# Records to use:
----
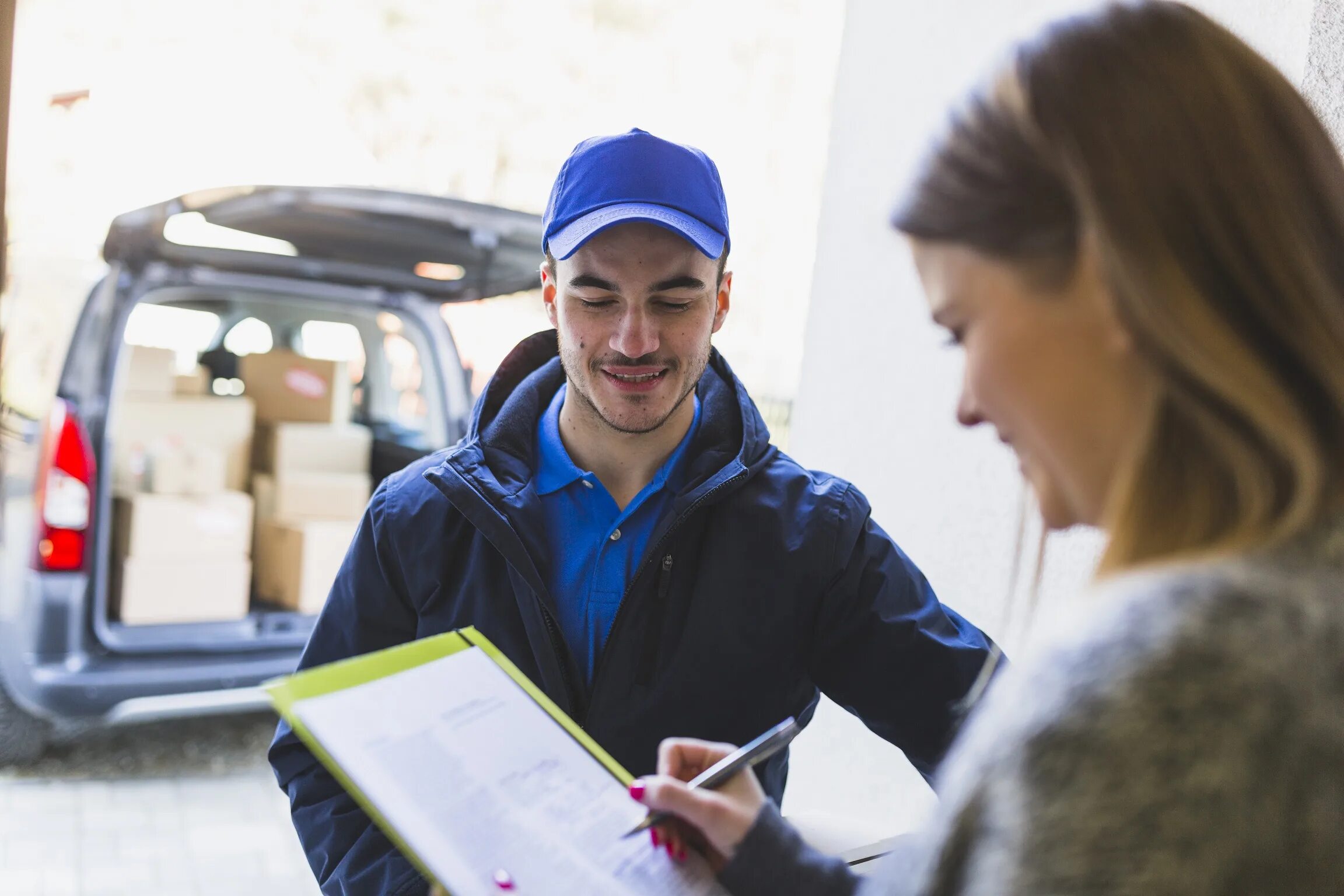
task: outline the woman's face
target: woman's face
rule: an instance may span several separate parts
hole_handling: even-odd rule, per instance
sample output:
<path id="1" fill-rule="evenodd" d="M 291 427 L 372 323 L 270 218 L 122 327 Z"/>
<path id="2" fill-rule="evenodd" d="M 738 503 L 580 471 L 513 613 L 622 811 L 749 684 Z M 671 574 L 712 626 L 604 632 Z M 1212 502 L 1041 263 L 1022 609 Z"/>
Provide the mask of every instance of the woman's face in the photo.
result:
<path id="1" fill-rule="evenodd" d="M 964 246 L 911 247 L 934 321 L 966 353 L 957 420 L 1012 446 L 1047 527 L 1099 524 L 1152 388 L 1091 254 L 1046 289 Z"/>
----
# Problem details:
Reproduce the material above with each "woman's face" switched to "man's face" and every other part unchanged. Leave out the pictures.

# Answer to the task:
task: outline the man's face
target: man's face
rule: an instance may span several separate parts
hole_handling: even-odd rule, per instance
sample output:
<path id="1" fill-rule="evenodd" d="M 291 427 L 372 323 L 270 218 L 122 327 Z"/>
<path id="2" fill-rule="evenodd" d="M 738 503 L 580 471 L 513 613 L 622 811 L 749 684 Z M 671 574 L 712 626 L 604 632 Z M 1212 502 L 1041 263 L 1022 609 Z"/>
Provide the mask of every instance of the man's face in the photo.
result:
<path id="1" fill-rule="evenodd" d="M 964 246 L 911 247 L 934 321 L 966 353 L 957 420 L 1012 446 L 1047 527 L 1099 524 L 1152 388 L 1091 254 L 1046 289 Z"/>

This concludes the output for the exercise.